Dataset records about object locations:

>>>>

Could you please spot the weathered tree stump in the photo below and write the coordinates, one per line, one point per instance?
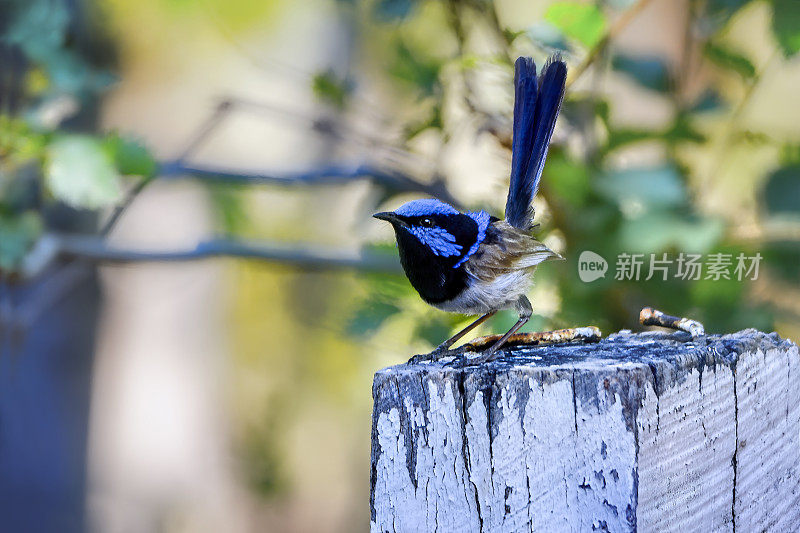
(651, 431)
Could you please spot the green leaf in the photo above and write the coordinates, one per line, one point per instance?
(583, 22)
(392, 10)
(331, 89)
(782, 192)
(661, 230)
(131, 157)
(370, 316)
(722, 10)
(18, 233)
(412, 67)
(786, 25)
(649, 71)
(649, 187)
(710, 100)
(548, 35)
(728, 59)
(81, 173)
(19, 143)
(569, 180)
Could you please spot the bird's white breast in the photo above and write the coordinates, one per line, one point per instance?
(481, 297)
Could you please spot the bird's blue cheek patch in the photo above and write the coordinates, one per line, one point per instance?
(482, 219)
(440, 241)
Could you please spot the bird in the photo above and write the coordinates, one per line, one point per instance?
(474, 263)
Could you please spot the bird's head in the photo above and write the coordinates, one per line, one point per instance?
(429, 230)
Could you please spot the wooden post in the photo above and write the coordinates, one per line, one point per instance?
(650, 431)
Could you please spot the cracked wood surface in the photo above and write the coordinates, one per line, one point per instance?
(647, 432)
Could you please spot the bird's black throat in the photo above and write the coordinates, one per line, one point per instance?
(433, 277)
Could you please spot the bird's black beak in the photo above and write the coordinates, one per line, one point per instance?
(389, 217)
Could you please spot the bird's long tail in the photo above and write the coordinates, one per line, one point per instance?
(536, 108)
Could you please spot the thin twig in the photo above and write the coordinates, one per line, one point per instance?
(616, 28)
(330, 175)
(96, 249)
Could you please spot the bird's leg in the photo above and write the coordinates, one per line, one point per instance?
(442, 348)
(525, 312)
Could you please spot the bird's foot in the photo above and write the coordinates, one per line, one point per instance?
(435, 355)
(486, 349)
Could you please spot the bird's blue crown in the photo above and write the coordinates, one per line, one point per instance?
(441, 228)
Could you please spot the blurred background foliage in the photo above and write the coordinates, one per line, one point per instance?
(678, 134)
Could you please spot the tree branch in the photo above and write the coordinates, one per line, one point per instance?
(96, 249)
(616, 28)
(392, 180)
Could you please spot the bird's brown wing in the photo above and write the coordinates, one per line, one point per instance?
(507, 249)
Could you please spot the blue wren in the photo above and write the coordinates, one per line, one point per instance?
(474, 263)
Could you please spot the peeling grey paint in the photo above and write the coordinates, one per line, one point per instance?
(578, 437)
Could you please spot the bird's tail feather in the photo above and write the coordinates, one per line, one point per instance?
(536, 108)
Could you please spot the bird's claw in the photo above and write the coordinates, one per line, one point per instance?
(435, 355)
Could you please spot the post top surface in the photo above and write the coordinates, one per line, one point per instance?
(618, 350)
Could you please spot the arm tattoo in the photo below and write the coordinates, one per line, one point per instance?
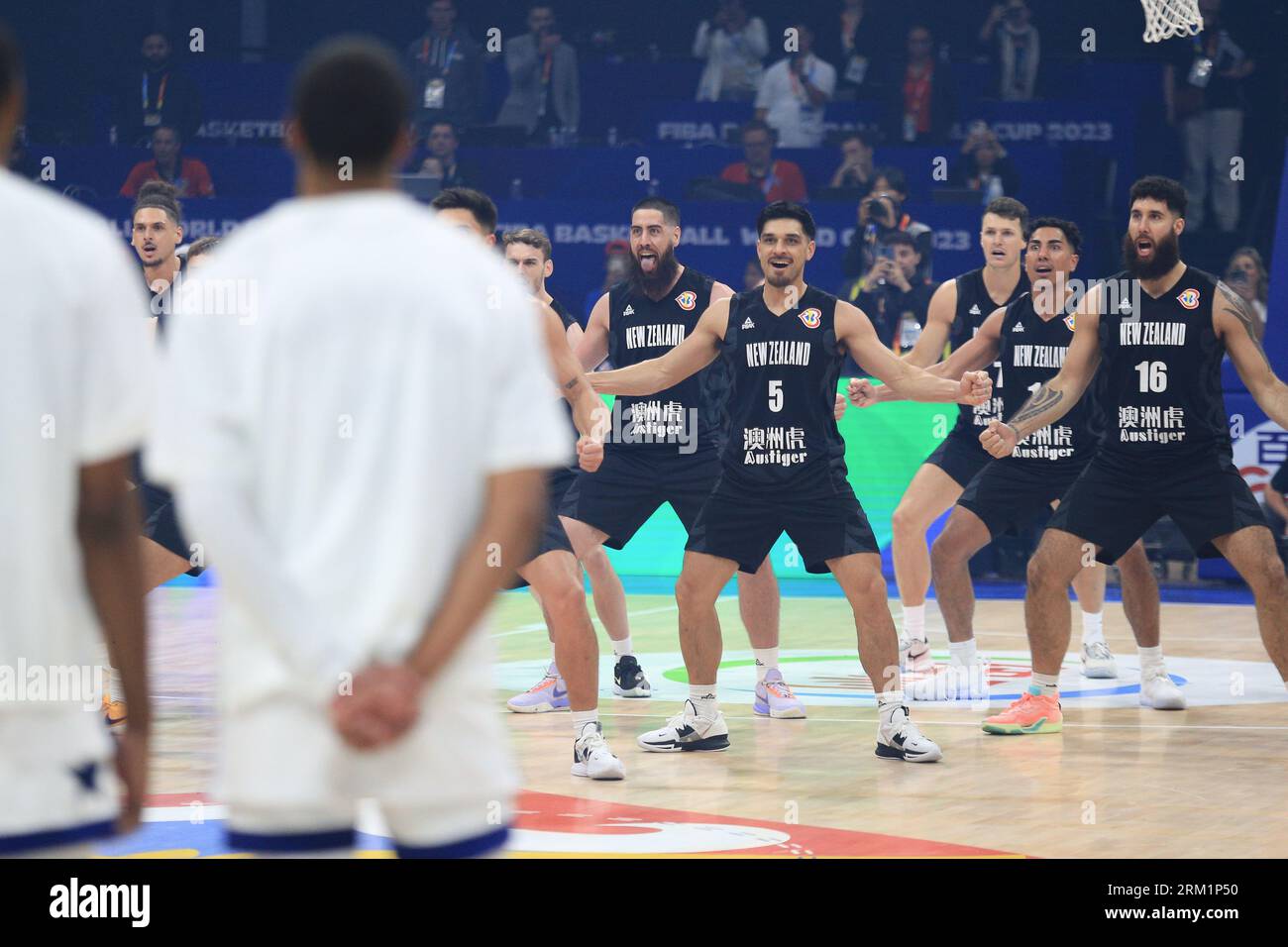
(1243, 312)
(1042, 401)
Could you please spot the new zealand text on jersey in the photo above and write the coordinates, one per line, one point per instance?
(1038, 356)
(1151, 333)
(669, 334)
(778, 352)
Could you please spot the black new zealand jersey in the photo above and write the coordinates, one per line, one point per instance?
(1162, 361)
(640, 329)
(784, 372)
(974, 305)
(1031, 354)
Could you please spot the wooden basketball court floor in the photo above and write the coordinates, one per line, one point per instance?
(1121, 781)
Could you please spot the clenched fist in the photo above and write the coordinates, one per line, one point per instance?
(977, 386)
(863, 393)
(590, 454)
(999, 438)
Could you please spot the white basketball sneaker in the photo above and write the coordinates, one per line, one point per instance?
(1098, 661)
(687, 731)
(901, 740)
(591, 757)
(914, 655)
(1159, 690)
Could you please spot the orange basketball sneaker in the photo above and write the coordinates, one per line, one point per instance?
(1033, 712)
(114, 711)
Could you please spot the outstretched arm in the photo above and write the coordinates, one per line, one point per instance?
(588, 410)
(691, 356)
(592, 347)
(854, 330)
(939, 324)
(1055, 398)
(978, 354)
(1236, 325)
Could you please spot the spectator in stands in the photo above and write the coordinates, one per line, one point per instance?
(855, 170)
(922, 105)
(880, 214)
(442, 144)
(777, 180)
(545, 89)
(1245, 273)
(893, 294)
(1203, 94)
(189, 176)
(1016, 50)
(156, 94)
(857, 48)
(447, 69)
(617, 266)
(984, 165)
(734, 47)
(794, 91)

<<<<
>>>>

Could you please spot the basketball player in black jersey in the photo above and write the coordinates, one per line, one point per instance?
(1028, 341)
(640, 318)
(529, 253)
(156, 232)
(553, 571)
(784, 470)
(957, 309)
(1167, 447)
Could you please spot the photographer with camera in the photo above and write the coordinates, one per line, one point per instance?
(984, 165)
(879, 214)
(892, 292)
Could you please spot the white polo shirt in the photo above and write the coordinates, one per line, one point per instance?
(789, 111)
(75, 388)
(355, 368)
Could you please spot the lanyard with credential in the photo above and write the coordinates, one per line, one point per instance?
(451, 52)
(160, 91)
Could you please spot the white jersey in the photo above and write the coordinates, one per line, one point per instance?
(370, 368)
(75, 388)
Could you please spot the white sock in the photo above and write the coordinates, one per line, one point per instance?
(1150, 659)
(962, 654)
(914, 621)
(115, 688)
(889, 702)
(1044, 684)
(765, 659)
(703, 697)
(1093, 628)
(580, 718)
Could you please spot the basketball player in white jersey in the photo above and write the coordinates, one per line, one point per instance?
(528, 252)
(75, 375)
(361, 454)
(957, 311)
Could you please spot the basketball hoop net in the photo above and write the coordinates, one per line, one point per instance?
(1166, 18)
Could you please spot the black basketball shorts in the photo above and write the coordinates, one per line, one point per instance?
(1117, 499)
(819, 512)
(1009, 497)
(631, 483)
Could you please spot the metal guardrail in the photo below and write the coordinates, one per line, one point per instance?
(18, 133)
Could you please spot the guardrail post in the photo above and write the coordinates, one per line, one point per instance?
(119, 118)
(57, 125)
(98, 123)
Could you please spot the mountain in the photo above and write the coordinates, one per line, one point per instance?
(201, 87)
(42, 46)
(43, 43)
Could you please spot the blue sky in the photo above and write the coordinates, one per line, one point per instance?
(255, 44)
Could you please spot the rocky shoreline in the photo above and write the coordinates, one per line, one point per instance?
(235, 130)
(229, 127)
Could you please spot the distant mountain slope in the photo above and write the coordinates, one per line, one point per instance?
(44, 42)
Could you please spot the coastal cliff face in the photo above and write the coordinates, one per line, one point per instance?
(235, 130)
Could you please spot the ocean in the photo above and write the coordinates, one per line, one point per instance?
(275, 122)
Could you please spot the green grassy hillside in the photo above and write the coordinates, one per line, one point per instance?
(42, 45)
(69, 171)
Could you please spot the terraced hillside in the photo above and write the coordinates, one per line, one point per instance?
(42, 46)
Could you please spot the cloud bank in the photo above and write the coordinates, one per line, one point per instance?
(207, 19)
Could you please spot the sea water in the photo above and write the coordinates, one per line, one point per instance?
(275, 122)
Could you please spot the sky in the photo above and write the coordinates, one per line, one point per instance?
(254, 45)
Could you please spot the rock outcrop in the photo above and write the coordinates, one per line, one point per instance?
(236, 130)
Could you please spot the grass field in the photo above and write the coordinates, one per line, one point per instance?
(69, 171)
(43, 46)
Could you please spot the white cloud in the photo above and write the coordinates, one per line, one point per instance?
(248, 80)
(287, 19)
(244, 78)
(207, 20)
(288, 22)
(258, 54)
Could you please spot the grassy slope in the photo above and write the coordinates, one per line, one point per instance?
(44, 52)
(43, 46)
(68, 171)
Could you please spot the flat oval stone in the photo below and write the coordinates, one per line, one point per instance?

<<<<
>>>>

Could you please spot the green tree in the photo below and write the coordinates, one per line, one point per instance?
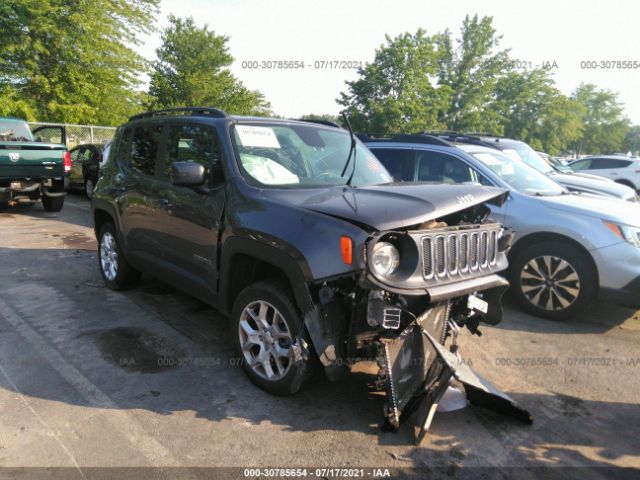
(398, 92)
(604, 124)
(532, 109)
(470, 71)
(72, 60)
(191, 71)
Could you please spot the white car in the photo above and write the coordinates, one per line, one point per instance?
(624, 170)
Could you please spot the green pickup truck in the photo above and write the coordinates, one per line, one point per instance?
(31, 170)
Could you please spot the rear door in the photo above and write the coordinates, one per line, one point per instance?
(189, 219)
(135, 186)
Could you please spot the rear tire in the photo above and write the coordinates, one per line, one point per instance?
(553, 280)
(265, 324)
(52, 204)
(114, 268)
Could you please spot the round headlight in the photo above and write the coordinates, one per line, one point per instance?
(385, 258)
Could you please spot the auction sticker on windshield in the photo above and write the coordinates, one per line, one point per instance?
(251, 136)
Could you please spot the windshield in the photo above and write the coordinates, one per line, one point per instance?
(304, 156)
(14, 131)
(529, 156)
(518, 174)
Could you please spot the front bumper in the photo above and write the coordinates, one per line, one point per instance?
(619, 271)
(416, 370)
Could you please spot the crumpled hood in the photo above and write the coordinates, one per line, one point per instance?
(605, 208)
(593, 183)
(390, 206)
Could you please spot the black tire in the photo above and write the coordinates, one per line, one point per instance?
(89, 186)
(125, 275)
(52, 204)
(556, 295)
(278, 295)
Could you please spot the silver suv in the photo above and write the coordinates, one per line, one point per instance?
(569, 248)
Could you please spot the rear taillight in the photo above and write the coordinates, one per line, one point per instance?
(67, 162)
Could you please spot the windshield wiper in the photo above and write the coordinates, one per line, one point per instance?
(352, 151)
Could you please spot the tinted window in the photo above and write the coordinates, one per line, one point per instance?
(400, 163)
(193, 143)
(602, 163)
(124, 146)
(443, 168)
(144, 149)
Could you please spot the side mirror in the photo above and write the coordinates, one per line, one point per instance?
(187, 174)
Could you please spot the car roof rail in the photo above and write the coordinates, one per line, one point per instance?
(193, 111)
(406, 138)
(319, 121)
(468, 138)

<<<<

**CHALLENGE:**
Identify each line in the rows above that contains the word "cloud", treating uppercase and lowercase as different, and copy every such line in full.

**REPLY:**
Could you please spot the cloud bank in the photo above and write the coordinates, one per line, one point per instance?
Could you please spot the white cloud in the photo above and write the coordinates, one per line, one point per instance?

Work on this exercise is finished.